==== RECORDS SUPPLIED

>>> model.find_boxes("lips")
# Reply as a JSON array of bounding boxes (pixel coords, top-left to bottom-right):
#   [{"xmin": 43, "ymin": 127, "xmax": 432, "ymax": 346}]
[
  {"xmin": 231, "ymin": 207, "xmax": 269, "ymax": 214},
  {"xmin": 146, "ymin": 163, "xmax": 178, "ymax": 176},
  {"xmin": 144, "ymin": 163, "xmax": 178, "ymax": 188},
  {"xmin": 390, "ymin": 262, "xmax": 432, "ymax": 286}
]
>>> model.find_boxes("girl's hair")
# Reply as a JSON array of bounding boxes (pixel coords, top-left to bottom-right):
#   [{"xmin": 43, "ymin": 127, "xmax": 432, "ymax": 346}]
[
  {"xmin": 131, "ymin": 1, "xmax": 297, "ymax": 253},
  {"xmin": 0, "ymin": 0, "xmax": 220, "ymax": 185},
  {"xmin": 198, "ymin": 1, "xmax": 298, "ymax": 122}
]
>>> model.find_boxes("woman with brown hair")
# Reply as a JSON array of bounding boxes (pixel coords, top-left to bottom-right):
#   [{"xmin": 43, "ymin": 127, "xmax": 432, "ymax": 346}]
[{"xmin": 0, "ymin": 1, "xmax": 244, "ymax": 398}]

========

* TASK DIRECTIONS
For the material above, produce a word-for-word copy.

* EXPECTED OUTPUT
>>> model.find_boxes("lips")
# Reply as a JSON array of bounding boxes (pixel coords, top-left to bottom-right):
#   [{"xmin": 43, "ymin": 127, "xmax": 432, "ymax": 346}]
[
  {"xmin": 231, "ymin": 207, "xmax": 269, "ymax": 214},
  {"xmin": 146, "ymin": 163, "xmax": 178, "ymax": 176},
  {"xmin": 144, "ymin": 163, "xmax": 178, "ymax": 188},
  {"xmin": 390, "ymin": 262, "xmax": 432, "ymax": 286}
]
>>> model.find_boxes("girl's hair")
# Reply as a JSON array of bounding boxes (pixel coords, top-left to bottom-right):
#   [{"xmin": 43, "ymin": 127, "xmax": 432, "ymax": 346}]
[
  {"xmin": 131, "ymin": 1, "xmax": 297, "ymax": 253},
  {"xmin": 0, "ymin": 0, "xmax": 220, "ymax": 185},
  {"xmin": 198, "ymin": 1, "xmax": 298, "ymax": 122}
]
>>> model.find_boxes("woman with brown hair")
# Reply as a JSON array of bounding boxes (pixel coords, top-left to bottom-right):
#   [{"xmin": 43, "ymin": 127, "xmax": 432, "ymax": 346}]
[{"xmin": 0, "ymin": 1, "xmax": 244, "ymax": 398}]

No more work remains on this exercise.